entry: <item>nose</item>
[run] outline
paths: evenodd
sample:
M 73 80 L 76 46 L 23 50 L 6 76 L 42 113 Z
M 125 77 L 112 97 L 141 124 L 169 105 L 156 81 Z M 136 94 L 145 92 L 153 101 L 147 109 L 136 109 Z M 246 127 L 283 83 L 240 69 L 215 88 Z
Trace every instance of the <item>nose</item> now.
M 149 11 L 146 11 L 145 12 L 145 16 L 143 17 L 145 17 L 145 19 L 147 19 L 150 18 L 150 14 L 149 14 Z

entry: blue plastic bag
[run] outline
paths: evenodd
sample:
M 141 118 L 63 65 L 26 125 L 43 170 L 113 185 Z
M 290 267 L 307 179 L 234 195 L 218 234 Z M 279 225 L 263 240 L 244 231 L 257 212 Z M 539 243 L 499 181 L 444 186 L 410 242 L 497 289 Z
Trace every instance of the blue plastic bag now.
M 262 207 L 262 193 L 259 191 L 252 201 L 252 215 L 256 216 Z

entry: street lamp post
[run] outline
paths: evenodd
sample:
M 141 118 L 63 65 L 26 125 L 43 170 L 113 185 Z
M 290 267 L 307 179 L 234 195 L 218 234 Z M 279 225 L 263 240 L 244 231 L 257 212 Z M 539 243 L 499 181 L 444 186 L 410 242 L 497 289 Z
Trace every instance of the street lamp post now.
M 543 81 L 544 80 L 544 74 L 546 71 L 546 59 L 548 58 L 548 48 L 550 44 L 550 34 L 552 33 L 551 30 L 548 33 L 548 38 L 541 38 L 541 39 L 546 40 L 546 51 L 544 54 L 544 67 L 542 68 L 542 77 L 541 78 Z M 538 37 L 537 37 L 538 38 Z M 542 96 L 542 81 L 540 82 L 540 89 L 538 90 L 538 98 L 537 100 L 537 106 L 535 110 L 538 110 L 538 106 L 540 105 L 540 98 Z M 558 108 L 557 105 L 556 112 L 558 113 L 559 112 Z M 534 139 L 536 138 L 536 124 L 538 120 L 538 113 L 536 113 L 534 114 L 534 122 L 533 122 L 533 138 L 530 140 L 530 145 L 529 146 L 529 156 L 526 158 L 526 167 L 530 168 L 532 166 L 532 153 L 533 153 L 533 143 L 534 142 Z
|---|
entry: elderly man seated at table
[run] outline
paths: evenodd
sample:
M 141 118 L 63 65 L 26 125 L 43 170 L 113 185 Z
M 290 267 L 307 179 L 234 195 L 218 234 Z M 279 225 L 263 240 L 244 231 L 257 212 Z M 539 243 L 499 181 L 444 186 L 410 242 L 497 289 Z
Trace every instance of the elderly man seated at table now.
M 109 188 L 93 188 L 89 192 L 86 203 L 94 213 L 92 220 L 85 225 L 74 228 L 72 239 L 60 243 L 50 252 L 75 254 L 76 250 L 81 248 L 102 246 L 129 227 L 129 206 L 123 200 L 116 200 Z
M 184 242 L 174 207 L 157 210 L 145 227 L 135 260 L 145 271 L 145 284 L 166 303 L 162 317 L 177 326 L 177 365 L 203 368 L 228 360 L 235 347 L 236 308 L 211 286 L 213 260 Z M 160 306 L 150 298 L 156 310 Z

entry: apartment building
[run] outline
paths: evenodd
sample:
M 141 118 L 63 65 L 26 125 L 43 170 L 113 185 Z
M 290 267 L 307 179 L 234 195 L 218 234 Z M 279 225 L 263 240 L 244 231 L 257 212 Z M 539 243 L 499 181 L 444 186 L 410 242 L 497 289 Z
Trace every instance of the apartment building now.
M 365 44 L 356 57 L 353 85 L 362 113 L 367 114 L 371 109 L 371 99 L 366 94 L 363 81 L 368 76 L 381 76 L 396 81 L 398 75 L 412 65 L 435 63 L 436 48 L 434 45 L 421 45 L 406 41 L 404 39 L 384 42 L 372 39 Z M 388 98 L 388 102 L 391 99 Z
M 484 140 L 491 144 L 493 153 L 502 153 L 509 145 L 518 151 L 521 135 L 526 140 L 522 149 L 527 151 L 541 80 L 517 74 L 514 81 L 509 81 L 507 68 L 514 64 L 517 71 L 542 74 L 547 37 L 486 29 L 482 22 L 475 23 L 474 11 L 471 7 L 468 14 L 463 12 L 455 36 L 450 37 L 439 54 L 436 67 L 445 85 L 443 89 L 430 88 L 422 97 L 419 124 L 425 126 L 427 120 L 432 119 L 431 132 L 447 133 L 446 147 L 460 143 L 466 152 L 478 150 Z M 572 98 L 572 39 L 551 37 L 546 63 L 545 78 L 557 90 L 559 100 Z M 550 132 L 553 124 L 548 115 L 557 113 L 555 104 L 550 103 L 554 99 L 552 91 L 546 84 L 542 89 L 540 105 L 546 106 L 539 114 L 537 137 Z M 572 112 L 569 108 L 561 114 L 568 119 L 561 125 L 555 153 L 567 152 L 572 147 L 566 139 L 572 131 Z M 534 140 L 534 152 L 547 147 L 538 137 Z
|---|
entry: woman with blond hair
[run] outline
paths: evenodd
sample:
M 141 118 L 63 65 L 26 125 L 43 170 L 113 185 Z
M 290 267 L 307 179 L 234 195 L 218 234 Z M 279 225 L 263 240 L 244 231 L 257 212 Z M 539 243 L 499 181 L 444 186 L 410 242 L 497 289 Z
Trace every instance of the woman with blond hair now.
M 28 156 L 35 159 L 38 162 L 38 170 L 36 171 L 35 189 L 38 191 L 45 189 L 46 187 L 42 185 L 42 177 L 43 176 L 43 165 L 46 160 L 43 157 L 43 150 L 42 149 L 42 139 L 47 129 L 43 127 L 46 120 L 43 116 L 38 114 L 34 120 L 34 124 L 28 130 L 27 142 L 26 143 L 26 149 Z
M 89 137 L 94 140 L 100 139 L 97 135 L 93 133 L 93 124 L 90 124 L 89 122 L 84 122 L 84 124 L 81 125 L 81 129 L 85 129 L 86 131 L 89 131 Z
|---|
Recast everything above, from the line containing "entry: elderly man seated at table" down to the line containing "Trace every instance of the elderly", both included, as a Markdown table. Use the columns Line and Content, number each line in order, and leave out any blank lines.

_RESULT FOR THIS TASK:_
| Line | Content |
|---|---|
| 1 | entry: elderly man seated at table |
| 2 | [run] outline |
| 3 | paths: evenodd |
| 4 | sample: |
| 5 | M 141 118 L 63 65 L 26 125 L 43 170 L 113 185 Z |
| 6 | M 290 267 L 307 179 L 234 195 L 218 234 Z M 279 225 L 263 240 L 244 231 L 257 212 Z M 539 243 L 499 181 L 444 186 L 410 242 L 497 289 Z |
| 7 | Trace every instance of the elderly man seated at table now. |